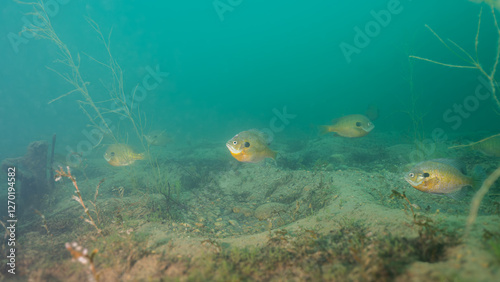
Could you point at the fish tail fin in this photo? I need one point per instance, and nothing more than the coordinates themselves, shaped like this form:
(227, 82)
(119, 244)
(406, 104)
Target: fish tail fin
(324, 129)
(478, 176)
(273, 154)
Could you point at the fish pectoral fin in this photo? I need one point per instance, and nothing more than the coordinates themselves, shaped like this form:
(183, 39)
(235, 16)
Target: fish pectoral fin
(460, 194)
(324, 129)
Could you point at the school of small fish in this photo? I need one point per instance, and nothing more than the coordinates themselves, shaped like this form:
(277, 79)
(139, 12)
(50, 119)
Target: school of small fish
(439, 176)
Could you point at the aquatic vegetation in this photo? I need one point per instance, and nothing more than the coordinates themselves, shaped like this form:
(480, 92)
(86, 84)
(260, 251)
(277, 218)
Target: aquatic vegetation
(82, 255)
(432, 240)
(473, 61)
(478, 197)
(59, 175)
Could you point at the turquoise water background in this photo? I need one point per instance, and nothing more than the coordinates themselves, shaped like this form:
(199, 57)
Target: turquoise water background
(228, 69)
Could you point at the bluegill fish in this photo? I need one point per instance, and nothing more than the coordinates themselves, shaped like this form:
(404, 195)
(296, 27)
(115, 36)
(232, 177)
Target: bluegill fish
(489, 146)
(443, 176)
(349, 126)
(121, 155)
(250, 146)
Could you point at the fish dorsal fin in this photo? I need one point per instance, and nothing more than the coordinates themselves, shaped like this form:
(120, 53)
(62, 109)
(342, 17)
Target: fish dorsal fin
(454, 163)
(266, 138)
(460, 194)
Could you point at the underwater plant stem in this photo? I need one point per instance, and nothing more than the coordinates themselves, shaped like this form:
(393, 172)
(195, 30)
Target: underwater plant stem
(474, 63)
(443, 64)
(476, 201)
(61, 173)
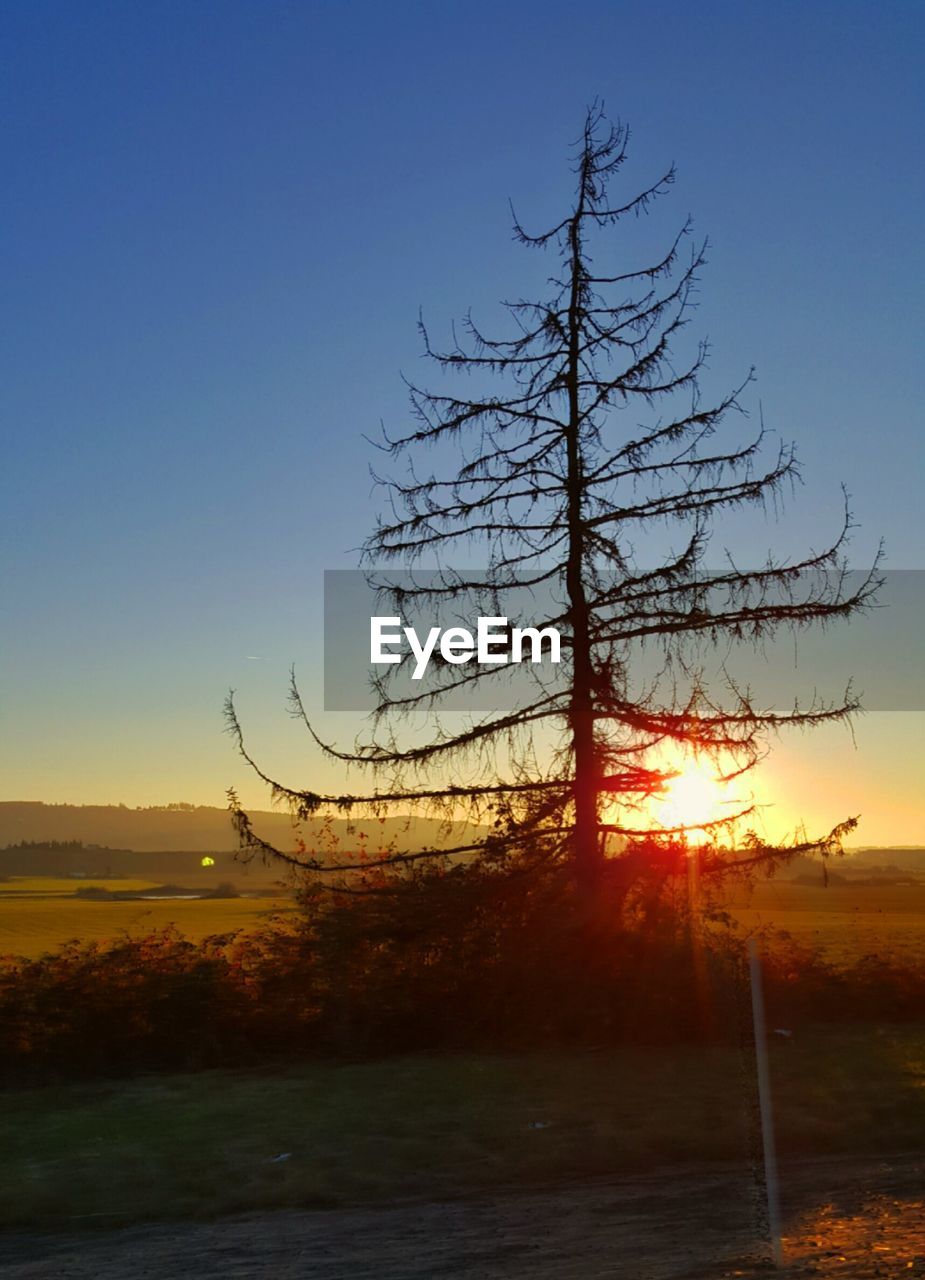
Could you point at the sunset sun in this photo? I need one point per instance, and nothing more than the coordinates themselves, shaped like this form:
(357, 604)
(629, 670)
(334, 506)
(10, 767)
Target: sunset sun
(696, 795)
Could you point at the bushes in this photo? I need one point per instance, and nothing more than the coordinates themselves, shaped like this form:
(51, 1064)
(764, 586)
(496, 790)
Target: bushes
(436, 963)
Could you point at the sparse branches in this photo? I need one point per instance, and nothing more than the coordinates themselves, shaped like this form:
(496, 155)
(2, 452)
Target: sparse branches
(578, 447)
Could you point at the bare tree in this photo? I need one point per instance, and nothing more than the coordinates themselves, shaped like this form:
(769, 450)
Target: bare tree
(549, 471)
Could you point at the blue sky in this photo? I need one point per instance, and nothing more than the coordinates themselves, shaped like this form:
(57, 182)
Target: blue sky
(221, 220)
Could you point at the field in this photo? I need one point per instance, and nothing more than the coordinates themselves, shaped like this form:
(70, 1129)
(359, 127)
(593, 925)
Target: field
(325, 1136)
(842, 923)
(39, 914)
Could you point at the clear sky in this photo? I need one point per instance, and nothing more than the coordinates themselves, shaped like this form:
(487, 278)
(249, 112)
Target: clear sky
(219, 224)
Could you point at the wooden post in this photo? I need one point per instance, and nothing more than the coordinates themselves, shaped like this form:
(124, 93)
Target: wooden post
(764, 1097)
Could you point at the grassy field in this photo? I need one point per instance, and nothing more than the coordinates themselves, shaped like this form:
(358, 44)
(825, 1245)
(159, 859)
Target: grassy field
(220, 1142)
(39, 914)
(841, 923)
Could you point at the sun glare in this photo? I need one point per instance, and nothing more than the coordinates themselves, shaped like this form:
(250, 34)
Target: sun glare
(695, 795)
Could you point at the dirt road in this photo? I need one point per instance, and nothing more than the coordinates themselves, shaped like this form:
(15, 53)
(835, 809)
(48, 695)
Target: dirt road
(843, 1219)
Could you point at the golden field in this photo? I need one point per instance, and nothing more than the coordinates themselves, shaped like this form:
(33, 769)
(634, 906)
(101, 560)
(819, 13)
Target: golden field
(39, 914)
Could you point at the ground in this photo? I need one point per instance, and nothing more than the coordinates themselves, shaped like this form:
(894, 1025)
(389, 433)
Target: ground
(848, 1219)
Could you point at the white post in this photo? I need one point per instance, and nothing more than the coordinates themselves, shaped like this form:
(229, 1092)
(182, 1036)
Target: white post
(764, 1097)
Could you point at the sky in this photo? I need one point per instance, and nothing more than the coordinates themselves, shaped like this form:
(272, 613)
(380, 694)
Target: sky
(220, 224)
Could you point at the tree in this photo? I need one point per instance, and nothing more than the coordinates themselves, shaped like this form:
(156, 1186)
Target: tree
(557, 483)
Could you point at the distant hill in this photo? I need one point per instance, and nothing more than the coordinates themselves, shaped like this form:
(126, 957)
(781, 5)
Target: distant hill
(200, 828)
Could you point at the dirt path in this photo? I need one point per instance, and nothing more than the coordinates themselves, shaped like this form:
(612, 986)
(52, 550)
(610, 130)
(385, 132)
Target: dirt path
(845, 1219)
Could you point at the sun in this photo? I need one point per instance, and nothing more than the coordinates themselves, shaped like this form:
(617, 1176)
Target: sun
(695, 798)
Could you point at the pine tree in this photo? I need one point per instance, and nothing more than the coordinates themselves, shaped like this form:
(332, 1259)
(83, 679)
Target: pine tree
(548, 472)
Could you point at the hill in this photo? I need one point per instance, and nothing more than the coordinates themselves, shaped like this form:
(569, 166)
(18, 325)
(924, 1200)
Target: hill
(201, 828)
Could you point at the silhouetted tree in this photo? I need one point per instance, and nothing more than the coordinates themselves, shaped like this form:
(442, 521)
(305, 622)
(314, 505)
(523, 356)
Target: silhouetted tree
(548, 471)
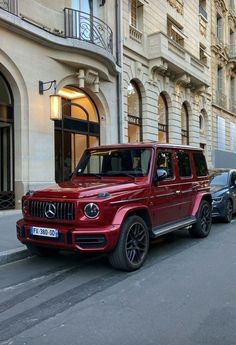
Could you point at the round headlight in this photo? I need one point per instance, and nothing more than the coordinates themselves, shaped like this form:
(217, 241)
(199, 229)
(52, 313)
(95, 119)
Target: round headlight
(91, 210)
(25, 206)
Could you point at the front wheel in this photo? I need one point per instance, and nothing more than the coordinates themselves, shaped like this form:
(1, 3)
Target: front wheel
(202, 226)
(132, 247)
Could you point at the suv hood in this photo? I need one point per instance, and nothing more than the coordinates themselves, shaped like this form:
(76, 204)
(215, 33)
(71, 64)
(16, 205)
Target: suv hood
(218, 190)
(76, 189)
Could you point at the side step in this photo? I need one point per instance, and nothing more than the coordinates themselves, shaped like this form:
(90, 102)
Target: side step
(164, 229)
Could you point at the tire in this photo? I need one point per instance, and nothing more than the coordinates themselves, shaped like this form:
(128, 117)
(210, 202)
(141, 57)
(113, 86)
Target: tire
(202, 226)
(41, 251)
(132, 247)
(228, 212)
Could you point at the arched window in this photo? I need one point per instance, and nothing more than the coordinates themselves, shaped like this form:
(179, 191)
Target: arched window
(78, 130)
(163, 136)
(7, 196)
(184, 125)
(134, 113)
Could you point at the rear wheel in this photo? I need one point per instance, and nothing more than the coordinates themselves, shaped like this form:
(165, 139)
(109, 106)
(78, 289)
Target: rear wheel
(202, 226)
(228, 212)
(41, 251)
(132, 247)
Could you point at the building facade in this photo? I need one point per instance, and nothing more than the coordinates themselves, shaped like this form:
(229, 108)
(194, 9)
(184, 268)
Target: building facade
(122, 71)
(223, 62)
(66, 47)
(167, 72)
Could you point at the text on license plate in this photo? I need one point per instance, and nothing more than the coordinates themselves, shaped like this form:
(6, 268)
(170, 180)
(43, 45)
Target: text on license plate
(46, 232)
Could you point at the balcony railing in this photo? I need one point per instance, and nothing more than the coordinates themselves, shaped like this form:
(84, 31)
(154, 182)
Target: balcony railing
(85, 27)
(9, 5)
(220, 99)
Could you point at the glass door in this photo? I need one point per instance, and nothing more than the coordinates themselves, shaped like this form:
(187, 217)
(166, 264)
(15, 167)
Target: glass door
(6, 168)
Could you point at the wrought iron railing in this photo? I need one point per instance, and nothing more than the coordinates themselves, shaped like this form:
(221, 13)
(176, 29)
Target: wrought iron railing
(220, 99)
(85, 27)
(9, 5)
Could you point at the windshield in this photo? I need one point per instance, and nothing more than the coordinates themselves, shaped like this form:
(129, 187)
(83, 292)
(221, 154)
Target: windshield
(219, 178)
(115, 162)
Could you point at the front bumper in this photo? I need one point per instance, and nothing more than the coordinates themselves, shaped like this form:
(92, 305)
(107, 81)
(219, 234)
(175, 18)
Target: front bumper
(70, 237)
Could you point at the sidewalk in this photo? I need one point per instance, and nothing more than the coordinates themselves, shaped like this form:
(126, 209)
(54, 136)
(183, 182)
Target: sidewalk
(10, 248)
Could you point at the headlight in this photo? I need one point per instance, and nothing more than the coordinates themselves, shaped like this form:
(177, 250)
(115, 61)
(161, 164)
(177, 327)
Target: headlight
(91, 210)
(25, 206)
(218, 199)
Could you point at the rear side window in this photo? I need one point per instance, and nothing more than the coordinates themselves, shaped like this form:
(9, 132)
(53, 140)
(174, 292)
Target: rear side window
(164, 161)
(184, 164)
(200, 164)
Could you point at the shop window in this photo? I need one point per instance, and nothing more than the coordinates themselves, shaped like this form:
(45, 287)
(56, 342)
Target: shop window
(134, 113)
(78, 130)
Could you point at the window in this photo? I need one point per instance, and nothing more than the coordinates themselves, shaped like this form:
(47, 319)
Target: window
(219, 28)
(78, 130)
(163, 119)
(200, 164)
(184, 125)
(174, 32)
(221, 133)
(202, 53)
(164, 161)
(184, 164)
(202, 8)
(134, 113)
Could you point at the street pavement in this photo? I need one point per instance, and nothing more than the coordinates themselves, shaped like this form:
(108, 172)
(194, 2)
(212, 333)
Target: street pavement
(10, 248)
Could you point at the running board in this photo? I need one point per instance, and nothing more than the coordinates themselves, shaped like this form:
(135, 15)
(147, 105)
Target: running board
(161, 230)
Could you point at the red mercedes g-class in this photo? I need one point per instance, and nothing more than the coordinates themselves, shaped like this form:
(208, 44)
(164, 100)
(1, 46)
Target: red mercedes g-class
(118, 199)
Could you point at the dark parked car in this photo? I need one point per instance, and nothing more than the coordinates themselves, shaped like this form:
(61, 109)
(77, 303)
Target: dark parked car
(223, 189)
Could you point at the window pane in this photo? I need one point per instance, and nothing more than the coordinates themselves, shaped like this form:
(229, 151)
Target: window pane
(164, 161)
(200, 164)
(184, 164)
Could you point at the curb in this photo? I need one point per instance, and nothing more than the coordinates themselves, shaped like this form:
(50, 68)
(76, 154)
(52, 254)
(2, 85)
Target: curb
(13, 255)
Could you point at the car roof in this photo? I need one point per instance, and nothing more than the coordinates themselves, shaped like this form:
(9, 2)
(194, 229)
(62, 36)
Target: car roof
(147, 145)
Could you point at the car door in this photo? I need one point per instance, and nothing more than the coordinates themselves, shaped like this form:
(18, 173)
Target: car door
(164, 202)
(232, 183)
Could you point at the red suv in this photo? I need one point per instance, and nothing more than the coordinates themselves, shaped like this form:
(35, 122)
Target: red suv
(118, 199)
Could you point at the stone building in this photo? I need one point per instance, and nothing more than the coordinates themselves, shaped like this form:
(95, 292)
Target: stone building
(223, 62)
(68, 49)
(166, 72)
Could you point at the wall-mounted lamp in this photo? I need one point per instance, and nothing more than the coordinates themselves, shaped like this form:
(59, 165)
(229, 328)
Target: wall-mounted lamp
(55, 100)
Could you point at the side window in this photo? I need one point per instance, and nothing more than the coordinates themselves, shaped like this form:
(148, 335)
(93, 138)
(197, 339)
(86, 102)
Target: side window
(164, 161)
(184, 164)
(200, 164)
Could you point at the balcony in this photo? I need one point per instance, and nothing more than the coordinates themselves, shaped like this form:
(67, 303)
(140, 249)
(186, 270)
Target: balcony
(173, 60)
(220, 99)
(231, 50)
(64, 28)
(84, 27)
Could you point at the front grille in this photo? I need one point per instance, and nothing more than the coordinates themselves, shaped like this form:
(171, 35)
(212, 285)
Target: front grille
(61, 210)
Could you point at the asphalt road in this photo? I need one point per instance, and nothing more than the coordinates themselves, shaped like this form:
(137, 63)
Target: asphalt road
(184, 295)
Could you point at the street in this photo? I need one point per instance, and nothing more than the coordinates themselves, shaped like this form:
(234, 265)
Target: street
(185, 294)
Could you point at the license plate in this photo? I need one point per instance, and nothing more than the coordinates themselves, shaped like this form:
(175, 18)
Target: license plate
(45, 232)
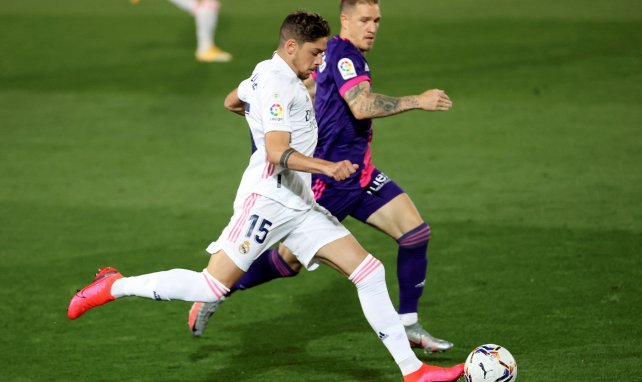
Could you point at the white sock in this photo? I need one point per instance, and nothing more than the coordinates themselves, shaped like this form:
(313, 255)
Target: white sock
(186, 5)
(408, 319)
(206, 19)
(175, 284)
(370, 279)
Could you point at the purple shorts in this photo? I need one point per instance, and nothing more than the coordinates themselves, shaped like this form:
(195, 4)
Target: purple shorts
(359, 204)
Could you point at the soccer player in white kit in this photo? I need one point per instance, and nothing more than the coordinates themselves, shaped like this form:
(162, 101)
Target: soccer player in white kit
(275, 203)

━━━━━━━━━━━━━━━━━━━━━━━━━━━━━━

__Written request__:
Repeat only the stretch of lines starting at the one containing "Could you point at the white sock" and running to the final line of the entries above.

__The response__:
Could you point at the white sock in this photo? I need one point per instance, and nothing more than the coordinates themselves, shaped like this form:
(313, 255)
Target: white sock
(186, 5)
(408, 319)
(206, 19)
(175, 284)
(370, 279)
Could you point at the purple shorts in this photo? I need one point per instance, and nothing more than the coordinates themselves, shaped like this form:
(195, 4)
Target: purple shorts
(359, 204)
Could you point at the soccer player in white kit in this photo? I need one point per instance, and nothing more than the coordinates themselves, shaped like this form:
(162, 101)
Target: soccer player in white kit
(275, 203)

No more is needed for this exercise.